◆ Task prompt: Of all the lines in the entries below, give again exactly those starting at the line containing "Target: boat hull" and ending at the line containing "Target: young boy", both ends included, and no others.

Extracted records
------
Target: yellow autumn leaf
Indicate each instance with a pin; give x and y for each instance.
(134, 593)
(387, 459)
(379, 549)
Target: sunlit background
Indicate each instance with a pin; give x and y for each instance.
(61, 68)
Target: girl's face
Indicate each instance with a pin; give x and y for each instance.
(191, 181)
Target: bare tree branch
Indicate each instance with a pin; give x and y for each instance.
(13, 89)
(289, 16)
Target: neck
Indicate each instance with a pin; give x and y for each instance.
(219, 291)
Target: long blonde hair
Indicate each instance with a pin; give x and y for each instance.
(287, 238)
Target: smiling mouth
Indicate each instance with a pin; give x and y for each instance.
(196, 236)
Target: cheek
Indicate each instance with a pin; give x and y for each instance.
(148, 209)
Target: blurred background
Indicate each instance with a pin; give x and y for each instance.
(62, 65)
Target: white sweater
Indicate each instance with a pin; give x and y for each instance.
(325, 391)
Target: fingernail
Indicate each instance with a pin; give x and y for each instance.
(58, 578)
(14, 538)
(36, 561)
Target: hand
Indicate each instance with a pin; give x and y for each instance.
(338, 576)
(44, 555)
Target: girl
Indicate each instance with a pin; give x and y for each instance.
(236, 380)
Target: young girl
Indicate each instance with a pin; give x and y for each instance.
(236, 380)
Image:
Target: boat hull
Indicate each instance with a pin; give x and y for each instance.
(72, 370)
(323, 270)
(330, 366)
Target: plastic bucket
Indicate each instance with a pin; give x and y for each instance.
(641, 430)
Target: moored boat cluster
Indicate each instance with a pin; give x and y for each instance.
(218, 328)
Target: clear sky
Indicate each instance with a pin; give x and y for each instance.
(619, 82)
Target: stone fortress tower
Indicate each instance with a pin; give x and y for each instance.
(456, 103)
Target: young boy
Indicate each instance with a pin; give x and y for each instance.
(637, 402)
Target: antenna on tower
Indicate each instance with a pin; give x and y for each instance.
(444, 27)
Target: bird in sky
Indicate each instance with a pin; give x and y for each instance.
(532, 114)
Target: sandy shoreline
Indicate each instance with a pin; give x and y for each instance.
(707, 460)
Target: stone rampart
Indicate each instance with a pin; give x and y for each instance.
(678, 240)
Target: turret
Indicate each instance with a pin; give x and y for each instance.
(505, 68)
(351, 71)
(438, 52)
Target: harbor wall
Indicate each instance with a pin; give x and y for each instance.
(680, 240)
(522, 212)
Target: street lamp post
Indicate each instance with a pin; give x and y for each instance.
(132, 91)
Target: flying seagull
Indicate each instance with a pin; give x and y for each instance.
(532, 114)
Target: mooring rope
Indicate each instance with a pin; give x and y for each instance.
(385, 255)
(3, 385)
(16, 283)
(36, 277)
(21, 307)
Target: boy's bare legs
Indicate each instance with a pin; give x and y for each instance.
------
◆ Response box:
Target: boat hull
Indicate each instance with a pin; give x and y for each instance.
(72, 370)
(323, 270)
(330, 366)
Target: plastic bucket
Indicate each instance with a pin; give x and y for each instance.
(641, 430)
Target: moored boat cluster
Indicate each instance with a pin; give x and y for each instance.
(218, 328)
Target: clear sky
Indicate each instance with a pin; give x and y for each instance.
(619, 82)
Target: stone fortress tower
Indicate each instance with a pin; give x and y for each instance.
(456, 103)
Target: young boy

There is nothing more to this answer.